*The task*. Print each of the items below line for line, without changing anything.
— start Record extracts —
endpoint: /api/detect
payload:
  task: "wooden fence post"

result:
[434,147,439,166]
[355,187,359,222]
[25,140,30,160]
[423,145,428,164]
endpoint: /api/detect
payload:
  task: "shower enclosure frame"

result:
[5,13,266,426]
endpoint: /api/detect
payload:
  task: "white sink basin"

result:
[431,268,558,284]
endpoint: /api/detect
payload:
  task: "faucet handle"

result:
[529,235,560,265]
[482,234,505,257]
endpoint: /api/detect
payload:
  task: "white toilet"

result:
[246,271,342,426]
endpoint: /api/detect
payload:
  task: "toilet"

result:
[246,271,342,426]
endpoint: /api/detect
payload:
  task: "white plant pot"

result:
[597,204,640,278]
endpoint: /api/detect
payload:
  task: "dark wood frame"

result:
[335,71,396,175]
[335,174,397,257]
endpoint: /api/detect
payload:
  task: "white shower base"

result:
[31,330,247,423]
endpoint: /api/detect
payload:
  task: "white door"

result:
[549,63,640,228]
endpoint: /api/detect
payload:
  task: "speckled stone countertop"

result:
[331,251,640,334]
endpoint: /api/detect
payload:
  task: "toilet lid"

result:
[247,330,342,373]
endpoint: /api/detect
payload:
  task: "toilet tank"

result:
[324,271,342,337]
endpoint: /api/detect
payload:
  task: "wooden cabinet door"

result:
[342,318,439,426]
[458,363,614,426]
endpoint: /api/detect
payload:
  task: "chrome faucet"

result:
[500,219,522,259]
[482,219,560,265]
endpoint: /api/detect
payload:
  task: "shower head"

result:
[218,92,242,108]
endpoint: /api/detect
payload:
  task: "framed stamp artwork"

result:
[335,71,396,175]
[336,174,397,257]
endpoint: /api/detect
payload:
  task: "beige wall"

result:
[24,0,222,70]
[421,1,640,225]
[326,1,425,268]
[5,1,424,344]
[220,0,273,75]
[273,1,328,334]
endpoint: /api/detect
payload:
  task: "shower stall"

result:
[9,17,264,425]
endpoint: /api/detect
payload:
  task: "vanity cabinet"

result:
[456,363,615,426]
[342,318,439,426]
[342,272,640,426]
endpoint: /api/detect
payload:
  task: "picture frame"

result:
— end Record extracts —
*Output below*.
endpoint: /api/detect
payload:
  task: "wooden fence post"

result:
[434,147,439,166]
[355,187,359,222]
[25,140,30,160]
[423,145,428,164]
endpoint: /api/detect
payload:
  task: "shower enclosure frame"

result:
[5,13,266,426]
endpoint: /api/detect
payload:
  task: "white sink basin"

result:
[431,268,558,284]
endpoint: /api/detect
payload:
  task: "faucet handle"

result:
[529,235,560,265]
[482,234,505,257]
endpoint: /api/detect
payload:
  task: "white toilet"

result:
[246,271,342,426]
endpoint: /api/detect
payload:
  task: "toilet"

result:
[246,271,342,426]
endpoint: /api/detect
payload:
  task: "white plant pot"

result:
[597,204,640,278]
endpoint: /api/detect
payload:
  task: "dark wood frame"

result:
[335,71,396,175]
[335,174,397,257]
endpoint: /api/detect
payload:
  task: "white shower base"

result:
[31,330,247,423]
endpoint: /api/detect
payload:
  task: "white door"

result:
[549,63,640,228]
endpoint: /api/detect
payload:
  task: "speckled stone countertop"

result:
[331,251,640,334]
endpoint: /api/detect
payload:
  task: "toilet lid"

result:
[247,330,342,373]
endpoint: /api/detect
payload:
  task: "toilet tank"

result:
[324,271,342,337]
endpoint: /api/detect
payload:
  task: "wooden cabinet door"

result:
[342,318,439,426]
[458,363,614,426]
endpoint: /api/detect
payload:
  task: "chrome faucet"

result:
[500,219,522,259]
[482,219,560,265]
endpoint: /api/detect
payload:
  task: "shower head"

result:
[218,92,242,108]
endpoint: /api/detect
payload:
  task: "framed stamp artwork"

result:
[335,71,396,175]
[336,174,397,257]
endpoint: /api/detect
payload:
  task: "beige wall"

result:
[24,0,222,70]
[421,1,640,225]
[326,1,425,268]
[5,1,424,344]
[220,0,273,75]
[273,1,328,334]
endpoint: /api/detect
payload:
  task: "shower stall"

result:
[9,17,264,425]
endpoint: /api/detect
payload:
  task: "vanity cabinet"

result:
[456,363,615,426]
[342,318,439,426]
[342,272,640,426]
endpoint: /api/detect
payload:
  task: "picture frame"

result:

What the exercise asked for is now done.